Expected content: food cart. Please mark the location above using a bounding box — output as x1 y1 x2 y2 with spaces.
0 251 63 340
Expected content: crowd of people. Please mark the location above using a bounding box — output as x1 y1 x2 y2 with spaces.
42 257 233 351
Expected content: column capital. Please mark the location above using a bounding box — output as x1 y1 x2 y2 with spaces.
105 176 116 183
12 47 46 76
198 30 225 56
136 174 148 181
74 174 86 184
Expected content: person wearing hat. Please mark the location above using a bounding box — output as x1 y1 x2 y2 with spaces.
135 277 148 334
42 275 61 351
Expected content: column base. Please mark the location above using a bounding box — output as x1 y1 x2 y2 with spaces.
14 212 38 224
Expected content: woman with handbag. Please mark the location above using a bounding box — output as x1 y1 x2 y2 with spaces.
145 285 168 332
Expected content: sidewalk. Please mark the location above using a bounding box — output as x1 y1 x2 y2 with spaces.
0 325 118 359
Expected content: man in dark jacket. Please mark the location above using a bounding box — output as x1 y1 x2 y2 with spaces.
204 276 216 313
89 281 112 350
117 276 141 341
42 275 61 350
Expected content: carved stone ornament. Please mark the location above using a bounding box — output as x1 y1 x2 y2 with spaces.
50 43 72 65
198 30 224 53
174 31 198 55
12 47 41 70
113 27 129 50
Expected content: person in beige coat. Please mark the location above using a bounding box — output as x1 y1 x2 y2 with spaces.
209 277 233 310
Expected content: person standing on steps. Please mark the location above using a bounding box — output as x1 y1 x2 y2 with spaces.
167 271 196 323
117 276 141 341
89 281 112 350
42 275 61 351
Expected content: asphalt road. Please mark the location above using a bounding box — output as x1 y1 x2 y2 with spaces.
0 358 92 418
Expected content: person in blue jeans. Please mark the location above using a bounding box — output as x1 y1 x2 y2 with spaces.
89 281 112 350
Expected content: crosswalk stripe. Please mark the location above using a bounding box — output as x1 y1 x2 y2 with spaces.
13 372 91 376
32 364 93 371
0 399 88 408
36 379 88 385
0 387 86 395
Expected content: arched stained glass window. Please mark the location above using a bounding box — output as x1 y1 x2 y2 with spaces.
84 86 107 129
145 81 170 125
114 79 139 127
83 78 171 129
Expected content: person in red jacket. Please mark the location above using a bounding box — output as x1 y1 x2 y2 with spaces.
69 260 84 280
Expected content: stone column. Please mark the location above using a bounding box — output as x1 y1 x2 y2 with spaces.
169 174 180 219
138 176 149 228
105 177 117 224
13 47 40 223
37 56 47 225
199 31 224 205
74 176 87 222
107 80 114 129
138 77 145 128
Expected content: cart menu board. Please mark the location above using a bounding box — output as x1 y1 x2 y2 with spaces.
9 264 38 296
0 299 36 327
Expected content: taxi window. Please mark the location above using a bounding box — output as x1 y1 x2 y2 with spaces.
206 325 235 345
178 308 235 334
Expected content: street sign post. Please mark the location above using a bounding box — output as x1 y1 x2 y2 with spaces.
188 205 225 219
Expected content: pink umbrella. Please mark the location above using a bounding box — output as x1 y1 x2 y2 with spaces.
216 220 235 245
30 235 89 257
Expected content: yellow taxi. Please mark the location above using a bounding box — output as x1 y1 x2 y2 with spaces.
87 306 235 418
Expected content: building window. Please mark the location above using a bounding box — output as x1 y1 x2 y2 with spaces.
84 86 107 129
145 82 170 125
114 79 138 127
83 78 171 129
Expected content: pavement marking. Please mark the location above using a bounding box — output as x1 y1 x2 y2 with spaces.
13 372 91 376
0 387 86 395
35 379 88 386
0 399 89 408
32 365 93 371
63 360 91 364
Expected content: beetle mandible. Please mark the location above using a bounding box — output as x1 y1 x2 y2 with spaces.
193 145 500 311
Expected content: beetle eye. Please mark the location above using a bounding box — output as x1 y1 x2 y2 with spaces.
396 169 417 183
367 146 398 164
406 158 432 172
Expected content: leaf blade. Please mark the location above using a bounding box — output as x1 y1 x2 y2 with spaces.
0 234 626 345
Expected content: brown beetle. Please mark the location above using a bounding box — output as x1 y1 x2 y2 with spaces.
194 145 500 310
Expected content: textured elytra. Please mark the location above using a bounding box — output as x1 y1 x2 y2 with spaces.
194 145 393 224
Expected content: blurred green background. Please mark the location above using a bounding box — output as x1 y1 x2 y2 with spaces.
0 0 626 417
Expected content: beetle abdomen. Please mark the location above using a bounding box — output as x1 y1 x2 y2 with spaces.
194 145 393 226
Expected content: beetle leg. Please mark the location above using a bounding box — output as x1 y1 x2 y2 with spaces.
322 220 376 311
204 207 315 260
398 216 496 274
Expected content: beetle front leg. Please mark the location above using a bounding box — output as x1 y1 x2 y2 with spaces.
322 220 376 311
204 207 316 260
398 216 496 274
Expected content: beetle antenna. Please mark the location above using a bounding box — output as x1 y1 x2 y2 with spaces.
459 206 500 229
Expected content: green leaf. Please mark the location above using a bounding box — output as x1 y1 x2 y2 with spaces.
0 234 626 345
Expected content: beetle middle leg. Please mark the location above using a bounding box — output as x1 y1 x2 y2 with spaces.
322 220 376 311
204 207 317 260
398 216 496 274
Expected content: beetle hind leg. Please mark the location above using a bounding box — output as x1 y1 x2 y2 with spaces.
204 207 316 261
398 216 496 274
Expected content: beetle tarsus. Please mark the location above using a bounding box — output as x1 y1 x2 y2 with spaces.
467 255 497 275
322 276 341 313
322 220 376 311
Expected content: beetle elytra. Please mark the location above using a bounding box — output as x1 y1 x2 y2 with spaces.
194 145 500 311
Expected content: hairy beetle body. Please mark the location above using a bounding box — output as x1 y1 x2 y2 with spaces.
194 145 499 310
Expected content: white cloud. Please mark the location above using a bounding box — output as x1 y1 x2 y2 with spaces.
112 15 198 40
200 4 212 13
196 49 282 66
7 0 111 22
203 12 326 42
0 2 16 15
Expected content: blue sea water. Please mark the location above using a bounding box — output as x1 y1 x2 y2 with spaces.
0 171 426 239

SHORT EXERCISE: Lay out the listing above as a two-column CSV with the headers "prompt" and "answer", one row per item. Put each item's text and its full answer in a single quoted field each, with any line breaks replaced by spaces.

RESULT BELOW:
prompt,answer
"Expected content: food cart. Please mark the location above using a bounding box — output as x1 y1 x2 y2 with spaces.","0 251 63 340"
"Expected content: crowd of people. Please mark the location above using a bounding box — output as x1 y1 x2 y2 with spaces.","42 257 233 351"
"Expected content: column capital. Please mark the location above using a bounding box — output as x1 y1 x2 y2 with spaces.","105 176 116 183 12 47 46 76 198 30 225 56 136 174 148 181 74 174 86 184"
"Expected content: person wearing hat. Please mark the location above using a bounding box — output as x1 y1 x2 y2 with spaces.","135 277 148 334 42 275 61 351"
"Expected content: column base. Please mark the location above using a bounding box — output as x1 y1 x2 y2 with spaces.","14 212 38 224"
"Expected content: woman with handbag. Please mark the location above using a bounding box — output as x1 y1 x2 y2 with spaces.","145 285 168 332"
"Expected content: sidewalk. Please mark the location above using a bounding box — output as x1 y1 x2 y2 with spaces.","0 325 118 359"
"Expected content: man in dark jacket. Please mark the location above using a bounding box — output as x1 y1 x2 y2 with spaces.","204 276 216 313 89 281 112 350 117 276 141 341 42 275 61 350"
"Expected content: carved stone ornament. Please mark the location above using a bounding box — output as x1 y1 x2 y2 with spaces.","50 43 72 65 198 30 224 53 174 31 198 55 12 47 41 70 113 27 129 50"
"Expected content: person in beige coat. Please mark the location above using a bounding box — output as x1 y1 x2 y2 with spaces.","209 277 233 310"
"Expected content: person standing on steps. Please mark the location above using a bounding box — output as x1 y1 x2 y2 with spaces.","167 271 196 323 117 276 141 341 89 281 112 350 42 275 61 351"
"Expected content: asphalt road. Please mark the location above using a bounding box — output as x1 y1 x2 y2 with spaces.","0 358 92 418"
"Expected content: person in blue jeans. Please mark the location above using a bounding box — output as x1 y1 x2 y2 with spaces.","89 281 112 350"
"Expected content: crosswalk stripe. Please mark the location above using a bounding box — output as x1 y1 x2 y2 with spaces.","13 372 91 376 32 364 93 371 0 399 88 408 36 379 88 385 0 387 86 395"
"Expected content: arched stained glass window. Please mark the location above using a bounding box — output as x1 y1 x2 y2 with spaces.","84 86 107 129 145 81 170 125 114 79 139 127 83 78 171 129"
"Expected content: person in red jacket. Please mark the location above using a bounding box — output as x1 y1 x2 y2 with spaces.","69 260 84 280"
"Expected content: stone column. Please mark the location above using a bounding box — output as x1 y1 x2 y2 with spaces.","169 174 180 219 138 176 149 228 105 177 117 224 13 47 40 223 37 56 47 225 199 31 224 205 74 176 87 222 107 80 114 129 138 77 145 128"
"Expected content: cart menu board. Please mark the location above using a bounding box — output as x1 y1 x2 y2 with spaces.","9 264 38 296 0 299 36 327"
"Expected content: taxi window. Please mark the location above using a bounding box — output as x1 y1 x2 y2 with spaces.","206 325 235 345 178 308 235 334"
"Expected content: street sign post. Please mark the location above using a bounding box — output as x1 y1 x2 y2 with spaces.","188 205 225 219"
"Expected content: pink umbrella. Please mark the location above using a bounding box — output as x1 y1 x2 y2 with spaces.","216 220 235 245 30 235 89 257"
"Expected content: yellow taxi. Please mark the location above using a bounding box — output as x1 y1 x2 y2 with spaces.","87 306 235 418"
"Expected content: building window. Please mark the location above using a bounding box — output as x1 y1 x2 y2 with spaces.","84 86 107 129 145 82 170 125 114 79 138 127 83 78 171 129"
"Expected content: pavement marking. Please mark the location above using a bounding box — output as x1 y1 x2 y2 with spaces.","13 372 91 376 0 387 86 395 35 379 88 386 0 399 89 408 32 365 93 371 63 360 91 364"
"Expected content: beetle mandible. Please mark the location above using a bounding box — output as x1 y1 x2 y2 with spaces.","193 145 500 311"
"Expected content: beetle eye. Please mark the location above using a bounding box — output as x1 y1 x2 y2 with spaces.","396 169 417 183 367 146 398 164 406 158 432 172"
"Expected content: leaf blade. Please mark the location above using a bounding box — output as x1 y1 x2 y2 with spaces.","0 234 626 345"
"Expected content: brown beetle. Please mark the location above using a bounding box — output as x1 y1 x2 y2 with spaces.","194 145 500 310"
"Expected content: textured elytra. Please mark the location above using a bounding box — output as x1 y1 x2 y2 with spaces.","194 145 393 224"
"Expected content: blurred green background. Please mark the location above using a bounding box — output as x1 y1 x2 y2 with spaces.","0 0 626 417"
"Expected content: beetle abdomen. Please mark the location above using a bounding box — output as x1 y1 x2 y2 with spaces.","194 145 393 226"
"Expected content: beetle leg. Please mark the location above using a bounding box — output as x1 y1 x2 y2 with spaces.","322 220 376 311 204 207 315 260 398 216 496 274"
"Expected content: beetle front leg. Please mark the location above using a bounding box — output as x1 y1 x2 y2 with spaces.","322 220 376 311 204 207 316 260 398 216 496 274"
"Expected content: beetle antenna. Please mark the location above using a bounding box — output as x1 y1 x2 y2 with spaces.","459 206 500 229"
"Expected content: green leaf. Please mark the location above using a bounding box — output as x1 y1 x2 y2 with spaces.","0 234 626 345"
"Expected content: beetle middle leg. Please mark the location above using a bounding box — output as x1 y1 x2 y2 with spaces.","322 220 376 311 204 207 317 260 398 216 496 274"
"Expected content: beetle hind leg. Please mark the location above using a bounding box — output as x1 y1 x2 y2 with spaces.","204 207 316 261 398 216 496 274"
"Expected content: beetle tarsus. Please mark the location above using a bounding box — output as x1 y1 x2 y2 with spaces.","467 255 497 275 322 276 341 313 322 220 376 311"
"Expected content: beetle elytra. Please mark the location above using a bounding box — output as x1 y1 x2 y2 with spaces.","194 145 500 311"
"Expected content: hairy beetle body. Please mark the location above using a bounding box — output as x1 y1 x2 y2 with spaces.","194 145 499 310"
"Expected content: white cloud. Please mark the location above using a bounding box — output as x1 y1 x2 y2 with spaces.","112 15 198 40 200 4 212 13 196 49 282 66 7 0 111 22 203 12 326 42 0 2 16 15"
"Expected content: blue sea water. Please mark the location above using a bounding box — output as x1 y1 x2 y2 with spaces.","0 171 426 239"